Part of a data file

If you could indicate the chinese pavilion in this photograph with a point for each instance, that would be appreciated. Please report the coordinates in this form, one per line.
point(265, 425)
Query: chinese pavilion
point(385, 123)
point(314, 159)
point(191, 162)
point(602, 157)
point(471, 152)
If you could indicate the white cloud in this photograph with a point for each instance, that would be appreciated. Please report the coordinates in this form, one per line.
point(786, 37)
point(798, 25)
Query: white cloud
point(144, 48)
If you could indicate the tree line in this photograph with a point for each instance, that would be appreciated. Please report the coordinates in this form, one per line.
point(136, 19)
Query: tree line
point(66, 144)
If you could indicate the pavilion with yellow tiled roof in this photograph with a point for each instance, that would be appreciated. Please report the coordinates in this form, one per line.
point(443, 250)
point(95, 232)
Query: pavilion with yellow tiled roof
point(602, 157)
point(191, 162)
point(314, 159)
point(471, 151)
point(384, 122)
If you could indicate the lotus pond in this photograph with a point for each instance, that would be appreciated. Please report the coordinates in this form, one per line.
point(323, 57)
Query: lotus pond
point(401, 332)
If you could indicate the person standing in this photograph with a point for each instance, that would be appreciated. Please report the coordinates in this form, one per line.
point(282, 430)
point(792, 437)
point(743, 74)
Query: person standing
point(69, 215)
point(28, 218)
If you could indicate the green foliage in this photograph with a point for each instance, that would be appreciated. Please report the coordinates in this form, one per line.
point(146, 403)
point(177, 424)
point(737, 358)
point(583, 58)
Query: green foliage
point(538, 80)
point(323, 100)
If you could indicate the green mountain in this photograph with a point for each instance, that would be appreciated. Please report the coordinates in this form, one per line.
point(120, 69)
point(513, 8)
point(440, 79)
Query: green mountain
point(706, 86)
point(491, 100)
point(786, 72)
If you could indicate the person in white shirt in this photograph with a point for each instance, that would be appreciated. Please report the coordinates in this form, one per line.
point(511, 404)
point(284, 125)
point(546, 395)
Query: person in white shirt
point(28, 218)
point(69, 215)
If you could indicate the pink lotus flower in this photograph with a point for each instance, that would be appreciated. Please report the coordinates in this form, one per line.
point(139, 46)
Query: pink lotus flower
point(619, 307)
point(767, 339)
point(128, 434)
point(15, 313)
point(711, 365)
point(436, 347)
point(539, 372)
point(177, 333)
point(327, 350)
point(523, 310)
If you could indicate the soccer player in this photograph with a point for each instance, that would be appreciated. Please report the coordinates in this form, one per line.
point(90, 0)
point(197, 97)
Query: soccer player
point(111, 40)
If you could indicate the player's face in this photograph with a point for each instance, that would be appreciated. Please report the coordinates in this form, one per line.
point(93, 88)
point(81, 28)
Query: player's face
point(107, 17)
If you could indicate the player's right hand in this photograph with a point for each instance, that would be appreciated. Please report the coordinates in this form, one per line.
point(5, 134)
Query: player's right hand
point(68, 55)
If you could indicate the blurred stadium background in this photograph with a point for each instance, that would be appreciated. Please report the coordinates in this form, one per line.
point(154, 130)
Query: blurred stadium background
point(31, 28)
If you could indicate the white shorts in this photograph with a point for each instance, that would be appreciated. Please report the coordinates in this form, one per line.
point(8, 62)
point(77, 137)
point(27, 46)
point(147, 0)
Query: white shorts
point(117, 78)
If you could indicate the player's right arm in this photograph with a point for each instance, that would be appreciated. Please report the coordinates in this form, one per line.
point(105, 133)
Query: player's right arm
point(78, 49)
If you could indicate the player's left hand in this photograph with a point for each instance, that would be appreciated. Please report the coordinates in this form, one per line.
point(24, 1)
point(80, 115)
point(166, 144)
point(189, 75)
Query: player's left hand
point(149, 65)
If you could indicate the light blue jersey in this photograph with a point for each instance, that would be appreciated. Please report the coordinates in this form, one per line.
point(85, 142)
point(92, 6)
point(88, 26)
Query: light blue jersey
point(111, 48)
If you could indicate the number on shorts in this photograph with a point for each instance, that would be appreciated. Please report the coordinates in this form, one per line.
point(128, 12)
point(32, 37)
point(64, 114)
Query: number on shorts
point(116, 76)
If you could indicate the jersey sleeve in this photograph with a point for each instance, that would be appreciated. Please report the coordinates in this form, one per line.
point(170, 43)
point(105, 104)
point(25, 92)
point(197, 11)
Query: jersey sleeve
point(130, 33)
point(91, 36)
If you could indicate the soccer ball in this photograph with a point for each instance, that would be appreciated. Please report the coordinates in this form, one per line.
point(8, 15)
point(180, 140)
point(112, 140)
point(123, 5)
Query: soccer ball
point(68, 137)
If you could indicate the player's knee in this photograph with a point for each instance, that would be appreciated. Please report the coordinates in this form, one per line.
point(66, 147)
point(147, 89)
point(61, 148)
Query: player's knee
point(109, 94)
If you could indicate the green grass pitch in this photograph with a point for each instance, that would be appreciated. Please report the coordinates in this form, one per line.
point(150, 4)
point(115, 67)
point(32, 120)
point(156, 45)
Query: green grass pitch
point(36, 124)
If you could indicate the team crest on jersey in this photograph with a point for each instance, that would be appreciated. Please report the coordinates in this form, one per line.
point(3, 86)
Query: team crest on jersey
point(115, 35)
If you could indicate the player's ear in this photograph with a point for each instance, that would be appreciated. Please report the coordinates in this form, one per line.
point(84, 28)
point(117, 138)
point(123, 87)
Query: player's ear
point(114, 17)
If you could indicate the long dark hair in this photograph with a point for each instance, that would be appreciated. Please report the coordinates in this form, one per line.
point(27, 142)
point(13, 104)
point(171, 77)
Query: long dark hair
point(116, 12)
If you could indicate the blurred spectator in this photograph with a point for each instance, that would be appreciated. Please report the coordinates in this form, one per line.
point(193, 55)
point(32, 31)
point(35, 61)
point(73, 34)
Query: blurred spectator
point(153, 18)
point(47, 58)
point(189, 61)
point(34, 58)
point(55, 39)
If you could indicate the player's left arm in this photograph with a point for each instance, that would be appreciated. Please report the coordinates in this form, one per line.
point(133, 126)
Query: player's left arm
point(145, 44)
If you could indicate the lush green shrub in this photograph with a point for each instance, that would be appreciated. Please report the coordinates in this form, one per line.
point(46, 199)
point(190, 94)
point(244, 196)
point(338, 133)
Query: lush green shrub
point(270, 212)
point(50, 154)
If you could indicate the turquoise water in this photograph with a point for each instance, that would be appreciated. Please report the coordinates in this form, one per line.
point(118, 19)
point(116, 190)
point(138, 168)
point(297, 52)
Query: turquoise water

**WHAT TO PRODUCE**
Copy the data above in full, character for character.

**WRITTEN SOLUTION**
If you could indicate the chinese pavilion in this photograph with a point for each instance, that would be appreciated. Please report the coordinates in this form, one per line.
point(265, 425)
Query: chinese pavilion
point(385, 123)
point(314, 159)
point(191, 162)
point(602, 157)
point(471, 152)
If you could indicate the white cloud in this photograph with a point for each instance, that would be appreciated. Please report the coordinates in this form, one per line.
point(786, 37)
point(798, 25)
Query: white cloud
point(144, 48)
If you could indicate the tree line in this photograph with a point for each instance, that would be appreciated. Please report the coordinates in this form, one per line.
point(136, 19)
Query: tree line
point(66, 144)
If you could indicate the pavilion with yellow tiled roof in this photograph with a point for each instance, that would be appreciated. Please report the coordinates in this form, one per line.
point(443, 250)
point(95, 232)
Query: pavilion with yellow tiled roof
point(602, 157)
point(191, 162)
point(314, 159)
point(471, 151)
point(384, 122)
If you could indicate the lotus pond in this photograph with a point for each instance, that would be appreciated. Please report the coordinates in this form, one per line.
point(323, 57)
Query: lotus pond
point(401, 332)
If you could indicate the person standing in this photograph with a point for each instance, that would be appreciated. Please report the coordinates in this form, one per line.
point(282, 430)
point(792, 437)
point(743, 74)
Query: person standing
point(69, 215)
point(28, 218)
If you could indicate the green foliage in this photograph with a point for each instance, that would be appreciated. Please report the coordinates in this form, one per line.
point(146, 403)
point(177, 424)
point(737, 358)
point(583, 58)
Query: green foliage
point(538, 80)
point(323, 100)
If you could indicate the green mountain in this photograph with a point for each instance, that would be appreciated. Please report the coordinates in this form, one per line.
point(120, 69)
point(513, 8)
point(440, 79)
Query: green mountain
point(706, 86)
point(491, 100)
point(786, 72)
If you could indicate the person in white shirt in this photograph with a point for each instance, that would be appreciated. Please report the coordinates in this form, one per line.
point(511, 404)
point(284, 125)
point(546, 395)
Query: person in white shirt
point(28, 218)
point(69, 215)
If you could indicate the pink lotus flower in this photograph with a point for each instance, that would be appreciated. Please report the coordinates in this form, one per line.
point(139, 46)
Query: pink lotus flower
point(619, 307)
point(767, 339)
point(128, 434)
point(15, 313)
point(711, 365)
point(436, 347)
point(539, 372)
point(177, 333)
point(327, 350)
point(523, 310)
If you could indicate the soccer player in this photograph with a point for each instance, that would be appreciated. Please report the coordinates in this form, one per line.
point(90, 0)
point(197, 97)
Query: soccer player
point(111, 40)
If you could indicate the player's face in this photograph with a point for each instance, that would be appreciated. Please report the coordinates in this form, one per line.
point(93, 88)
point(81, 28)
Query: player's face
point(107, 17)
If you could indicate the player's right hand in this photograph with a point for each instance, that would be appreciated. Please report the coordinates in this form, one per line.
point(5, 134)
Query: player's right hand
point(68, 55)
If you could indicate the blurred stadium background in this photograph with a point for each instance, that would be appreciated. Please report the coordinates in this form, one per line.
point(154, 130)
Query: blurred stadium background
point(31, 28)
If you could indicate the white shorts in this photograph with a point for each instance, that would be appreciated. Please report the coordinates in this form, one per line.
point(8, 62)
point(77, 137)
point(27, 46)
point(147, 0)
Query: white shorts
point(117, 78)
If you could indicate the player's right arm in this photograph with a point for each instance, that would be appreciated. Please report the coordinates in this form, one per line.
point(105, 133)
Query: player's right arm
point(78, 49)
If you could indicate the player's left hand in this photograph with a point for each instance, that would be appreciated. Please report the coordinates in this form, one per line.
point(24, 1)
point(80, 115)
point(166, 144)
point(189, 75)
Query: player's left hand
point(149, 65)
If you could indicate the light blue jersey in this photograph with a point for each instance, that would be appreciated. Please report the coordinates in this form, one per line.
point(85, 142)
point(92, 6)
point(88, 26)
Query: light blue jersey
point(111, 48)
If you could indicate the number on shorts in this photograph with a point for each instance, that would be appreciated. Please report the coordinates in this form, one per line.
point(128, 12)
point(32, 37)
point(64, 114)
Query: number on shorts
point(116, 76)
If you could indicate the jersey sleeve in this photograph with a point for each instance, that would be appreciated. Please report the coordinates in this form, one per line.
point(170, 43)
point(105, 104)
point(25, 92)
point(197, 11)
Query: jersey sleeve
point(130, 33)
point(91, 36)
If you could indicate the soccer ball in this photograph with a point for each instance, that would be appreciated. Please report the coordinates in this form, one per line.
point(8, 15)
point(180, 140)
point(112, 140)
point(123, 5)
Query: soccer ball
point(68, 137)
If you could indicate the player's knee in this photograph with a point for each instance, that would be appreciated. Please report the coordinates in this form, one per line.
point(66, 147)
point(147, 89)
point(61, 148)
Query: player's knee
point(109, 94)
If you could indicate the green grass pitch in this photograph with a point for each instance, that would be appreciated. Please report the coordinates in this form, one per line.
point(150, 4)
point(115, 67)
point(32, 120)
point(156, 45)
Query: green grass pitch
point(36, 124)
If you could indicate the team crest on jersey in this photograph with a point for each instance, that would be appreciated. Please report the coordinates in this form, one per line.
point(3, 86)
Query: team crest on jersey
point(115, 35)
If you could indicate the player's ear in this photograph with a point for each instance, that would be appreciated. Please report the coordinates in this form, one per line.
point(84, 28)
point(117, 138)
point(123, 87)
Query: player's ear
point(114, 17)
If you could indicate the long dark hair in this photograph with a point for each instance, that would be appreciated. Please report the coordinates in this form, one per line.
point(27, 142)
point(13, 104)
point(171, 77)
Query: long dark hair
point(116, 12)
If you could indicate the blurred spectator in this photograph with a point for each instance, that would be appreciated. Please report the coordinates in this form, one per line.
point(193, 55)
point(32, 31)
point(35, 61)
point(73, 34)
Query: blurred spectator
point(153, 18)
point(47, 58)
point(189, 61)
point(34, 58)
point(55, 39)
If you could indicate the player's left arm in this photograph with a point for each instance, that would be appreciated. Please report the coordinates in this form, one per line.
point(133, 126)
Query: player's left arm
point(145, 44)
If you could indicate the lush green shrub in this photograph with a point for each instance, that would be appreciated. Please report the coordinates in this form, one per line.
point(46, 199)
point(190, 94)
point(244, 196)
point(338, 133)
Query: lush green shrub
point(270, 212)
point(50, 154)
If you could indicate the turquoise water in this photograph with a point for each instance, that would be appreciated. Please report the coordinates in this form, one per line.
point(118, 19)
point(116, 190)
point(138, 168)
point(297, 52)
Query: turquoise water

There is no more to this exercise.